__Task prompt__
Copy word for word, and only, the lines below from the one with "Task: in the photo above, where can the white vase" through the last.

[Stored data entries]
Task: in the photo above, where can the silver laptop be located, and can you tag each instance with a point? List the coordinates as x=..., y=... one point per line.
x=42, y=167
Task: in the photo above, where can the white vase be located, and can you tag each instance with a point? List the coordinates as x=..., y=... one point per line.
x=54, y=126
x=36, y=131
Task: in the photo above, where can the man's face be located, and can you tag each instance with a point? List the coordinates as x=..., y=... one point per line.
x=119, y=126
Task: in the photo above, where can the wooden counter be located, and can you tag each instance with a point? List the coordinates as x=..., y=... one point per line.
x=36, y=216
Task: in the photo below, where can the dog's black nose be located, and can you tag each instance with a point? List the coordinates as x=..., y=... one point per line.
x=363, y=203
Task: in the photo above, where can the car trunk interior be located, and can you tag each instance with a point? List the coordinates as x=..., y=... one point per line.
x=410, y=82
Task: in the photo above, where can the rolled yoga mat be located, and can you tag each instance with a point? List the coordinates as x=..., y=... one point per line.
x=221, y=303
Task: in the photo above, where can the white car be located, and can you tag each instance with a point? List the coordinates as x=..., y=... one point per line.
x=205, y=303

__Written reply__
Task: in the photo above, where can the white vase be located, and can you tag each instance with a point? List the coordinates as x=..., y=... one point per line.
x=54, y=126
x=36, y=131
Task: in the photo above, where can the man's face be located, and can you tag each instance with a point? List the coordinates as x=..., y=... one point per line.
x=119, y=126
Task: in the photo above, where can the wooden counter be located, and can you tag each instance with a point? List the coordinates as x=..., y=... one point per line.
x=36, y=216
Task: in the photo below, where can the dog's black nose be located, and can you tag each instance with a point? List the coordinates as x=..., y=... one point per line.
x=363, y=203
Task: in the photo above, where can the car trunk interior be located, and can you tag each instance with a point? List the coordinates as x=..., y=... one point per line.
x=410, y=82
Task: in the photo above, where can the rolled yoga mat be located, and can you tag each instance with a point? List the coordinates as x=..., y=... one point per line.
x=221, y=303
Task: in the photo above, where can the white car be located, and can you tag each instance with a point? List the coordinates as x=..., y=... one point per line.
x=205, y=303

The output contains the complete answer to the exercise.